GOAL OF THE EXERCISE>
Each line that includes the word "carries" should be copied from the records.

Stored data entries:
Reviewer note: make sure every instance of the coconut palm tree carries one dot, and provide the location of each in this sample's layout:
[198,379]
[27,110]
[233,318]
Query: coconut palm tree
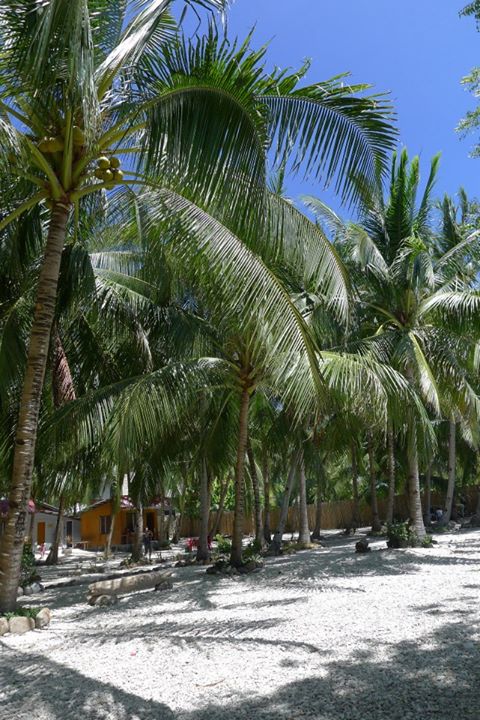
[415,311]
[85,84]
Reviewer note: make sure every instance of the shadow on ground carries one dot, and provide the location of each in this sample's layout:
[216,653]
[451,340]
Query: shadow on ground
[437,677]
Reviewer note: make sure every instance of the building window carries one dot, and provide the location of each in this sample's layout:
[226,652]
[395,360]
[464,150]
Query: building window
[105,524]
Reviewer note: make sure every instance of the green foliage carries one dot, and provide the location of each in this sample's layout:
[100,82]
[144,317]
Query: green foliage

COMPLETED EXERCISE>
Reviewer note: make sure every instance of the coconut palm tree carries one dot, and provide the location of each in this sample's layout:
Reviewer note: make sure every instance of the shadow on ground carries one dot, and provide the location of each in this sample's layout:
Reviewer note: make sure every instance of the building window carries one dot, and provide the location of each in this sample's layout:
Reviewer note: make sure every instance of the green foliage carries one dot, and provide the location of each in this sample's layout:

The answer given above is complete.